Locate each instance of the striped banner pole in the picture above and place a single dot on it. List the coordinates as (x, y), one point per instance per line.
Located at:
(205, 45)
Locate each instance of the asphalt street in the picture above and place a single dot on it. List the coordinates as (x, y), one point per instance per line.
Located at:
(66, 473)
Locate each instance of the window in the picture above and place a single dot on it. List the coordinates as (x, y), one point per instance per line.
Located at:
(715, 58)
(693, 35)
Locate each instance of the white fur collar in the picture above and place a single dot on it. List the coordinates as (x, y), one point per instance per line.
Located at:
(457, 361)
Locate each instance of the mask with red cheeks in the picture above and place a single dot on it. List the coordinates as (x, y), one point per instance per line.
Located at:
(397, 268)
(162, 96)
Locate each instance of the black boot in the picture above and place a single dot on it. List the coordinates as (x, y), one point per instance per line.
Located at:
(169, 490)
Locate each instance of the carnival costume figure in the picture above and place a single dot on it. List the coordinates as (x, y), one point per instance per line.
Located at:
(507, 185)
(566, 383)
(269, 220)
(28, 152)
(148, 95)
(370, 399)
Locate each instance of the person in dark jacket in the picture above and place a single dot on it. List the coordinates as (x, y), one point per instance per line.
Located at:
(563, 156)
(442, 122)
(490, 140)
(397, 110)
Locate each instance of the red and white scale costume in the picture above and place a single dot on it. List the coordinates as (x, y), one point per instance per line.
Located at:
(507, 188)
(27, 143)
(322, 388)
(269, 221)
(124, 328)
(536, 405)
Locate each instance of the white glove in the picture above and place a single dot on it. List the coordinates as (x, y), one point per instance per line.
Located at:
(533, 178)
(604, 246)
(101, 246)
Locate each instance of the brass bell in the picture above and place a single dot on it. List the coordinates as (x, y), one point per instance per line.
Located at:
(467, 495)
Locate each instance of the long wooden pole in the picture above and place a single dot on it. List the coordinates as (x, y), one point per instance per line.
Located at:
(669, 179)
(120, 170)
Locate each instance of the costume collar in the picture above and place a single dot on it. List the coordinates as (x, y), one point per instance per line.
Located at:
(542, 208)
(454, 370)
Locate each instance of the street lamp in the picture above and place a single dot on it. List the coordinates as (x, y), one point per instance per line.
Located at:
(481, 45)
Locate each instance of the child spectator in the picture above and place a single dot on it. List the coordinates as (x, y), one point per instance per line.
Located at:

################

When the line with "Locate each instance of the window" is reached in the data above, begin copying, and stop after the line with "Locate each instance of the carnival"; copy each line exactly, both ends included.

**Answer section**
Locate each instance of the window in the picture above and place a single dot on it. List the coordinates as (x, y), one point per instance per line.
Located at:
(715, 58)
(693, 35)
Locate each instance of the white fur collar in the picture above and place a single dot on it. List the coordinates as (x, y), one point per instance per line.
Located at:
(457, 361)
Locate each instance of the mask with red cheeks in the picture above and place a single dot on it. List the coordinates as (x, y), one point per instance per line.
Located at:
(397, 268)
(162, 96)
Locate each instance of the black boot in the picture above and place a single dot on it. List the coordinates as (x, y), one point per instance per line.
Located at:
(169, 490)
Locate each instance of the carnival costume figure in the picture above and place a single dot on it. List the coordinates as (x, y), one point per instance per line.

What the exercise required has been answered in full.